Durchzuführende Aufgabe ▸
Kannst du aus dem Urteilsauszug zur Versorgungssperre den Abschnitt wörtlich wiedergeben, der bei „Die Klägerin zu 1 habe“ beginnt und bei „Hilfe durchzusetzen sei.“ endet?

Die Kläger behaupten, die Eheleute Sch. schuldeten Wohngeld in Höhe von 15.468,11 €.

Die Klägerin zu 1 habe unter Mitwirkung des Klägers zu 3 am 18. Oktober 2003 den Kläger zu 2 als Verwalter angewiesen, die wegen Wohngeldrückständen einzelner Wohnungseigentümer eingeleiteten Zwangsverwaltungen zu beenden und die Beschlüsse vom 11. Mai 2002 durchzuführen, wonach im Falle von anerkannten und rechtskräftig festgestellten, jedoch erfolglos beigetriebenen Wohngeldrückständen gegen die säumigen Eigentümer hinsichtlich der Versorgungsleistungen (Wasser, Heizenergie) ganz oder teilweise ein Zurückbehaltungsrecht auszuüben und diese Maßnahme durch Trennung der entsprechenden Versorgungsleitung, notfalls auch mit gerichtlicher Hilfe durchzusetzen sei.

Die Kläger beantragen,

a) die Beklagte zu 2 zu verurteilen, die Durchführung einer Versorgungssperre für Heizung und Wasser durch den Kläger zu 2 zugunsten der Klägerin zu 1 in der von ihr, der Beklagten zu 2 gemieteten Wohnung Nr. 26/27 zu einem von dem Kläger zu 2 noch festzusetzenden Termin zu dulden, ferner

b) für jede Zuwiderhandlung ein Ordnungsgeld von 5.000 € und für den Fall der Nichtbeitreibbarkeit Ordnungshaft von einem Monat festzusetzen.

Die Beklagte zu 2 beantragt,

die Klage abzuweisen.

Die Parteien haben wechselseitig den Mangel der Vollmacht gerügt, jedoch im Termin zur mündlichen Verhandlung nach dem Hinweis des Gerichts, dass die Klage keinen Erfolg haben wird, die Rüge fallen gelassen und zur Sache verhandelt.

 

Entscheidungsgründe

Die Klage ist zulässig. Die Klägerin zu 1 ist rechtsfähig, soweit sie bei der Verwaltung des gemeinschaftlichen Eigentums am Rechtsverkehr teilnimmt (BGH NJW 2005, 2061). Das ist z.B. auch bei der Verfolgung von gemeinschaftlichen Beitrags- oder Schadenersatzansprüchen gegen einzelne Wohnungseigentümer der Fall (BGH a. a. O.), erst recht aber bei der Verfolgung von gemeinschaftlichen Ansprüchen gegen Dritte.

Auflistung ▸
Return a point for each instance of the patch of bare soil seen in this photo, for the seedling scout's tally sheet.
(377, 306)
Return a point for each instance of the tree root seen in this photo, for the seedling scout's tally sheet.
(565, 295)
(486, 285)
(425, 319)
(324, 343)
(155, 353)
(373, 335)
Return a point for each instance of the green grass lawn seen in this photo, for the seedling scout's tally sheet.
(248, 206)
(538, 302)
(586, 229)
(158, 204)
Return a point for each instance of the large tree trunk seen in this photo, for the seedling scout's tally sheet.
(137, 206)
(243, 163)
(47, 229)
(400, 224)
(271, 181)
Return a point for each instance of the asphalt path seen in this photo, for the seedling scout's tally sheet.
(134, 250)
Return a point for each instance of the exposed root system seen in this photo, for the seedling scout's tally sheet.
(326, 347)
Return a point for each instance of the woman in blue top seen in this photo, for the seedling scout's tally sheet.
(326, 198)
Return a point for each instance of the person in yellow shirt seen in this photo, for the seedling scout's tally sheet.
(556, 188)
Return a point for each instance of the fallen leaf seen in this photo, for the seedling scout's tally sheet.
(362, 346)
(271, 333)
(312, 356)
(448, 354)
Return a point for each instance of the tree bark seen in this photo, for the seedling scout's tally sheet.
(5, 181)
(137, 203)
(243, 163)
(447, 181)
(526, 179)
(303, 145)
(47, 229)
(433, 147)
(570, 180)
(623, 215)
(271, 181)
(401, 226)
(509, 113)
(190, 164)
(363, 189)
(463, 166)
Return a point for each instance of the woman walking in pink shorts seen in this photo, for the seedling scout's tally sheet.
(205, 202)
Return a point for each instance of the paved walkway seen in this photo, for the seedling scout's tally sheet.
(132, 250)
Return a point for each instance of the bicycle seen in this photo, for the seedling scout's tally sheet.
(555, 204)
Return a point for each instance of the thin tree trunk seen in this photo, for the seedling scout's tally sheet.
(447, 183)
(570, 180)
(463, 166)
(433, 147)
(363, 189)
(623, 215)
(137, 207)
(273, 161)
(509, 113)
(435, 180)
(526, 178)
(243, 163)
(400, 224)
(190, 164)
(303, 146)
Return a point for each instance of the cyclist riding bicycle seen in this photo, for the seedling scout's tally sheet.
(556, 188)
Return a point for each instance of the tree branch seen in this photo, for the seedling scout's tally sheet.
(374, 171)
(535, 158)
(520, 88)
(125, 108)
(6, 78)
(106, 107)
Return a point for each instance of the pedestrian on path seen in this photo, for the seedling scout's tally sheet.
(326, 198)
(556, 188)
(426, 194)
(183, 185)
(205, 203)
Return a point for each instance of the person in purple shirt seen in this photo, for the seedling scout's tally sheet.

Lösung der Aufgabe ▸
Die Klägerin zu 1 habe unter Mitwirkung des Klägers zu 3 am 18. Oktober 2003 den Kläger zu 2 als Verwalter angewiesen, die wegen Wohngeldrückständen einzelner Wohnungseigentümer eingeleiteten Zwangsverwaltungen zu beenden und die Beschlüsse vom 11. Mai 2002 durchzuführen, wonach im Falle von anerkannten und rechtskräftig festgestellten, jedoch erfolglos beigetriebenen Wohngeldrückständen gegen die säumigen Eigentümer hinsichtlich der Versorgungsleistungen (Wasser, Heizenergie) ganz oder teilweise ein Zurückbehaltungsrecht auszuüben und diese Maßnahme durch Trennung der entsprechenden Versorgungsleitung, notfalls auch mit gerichtlicher Hilfe durchzusetzen sei.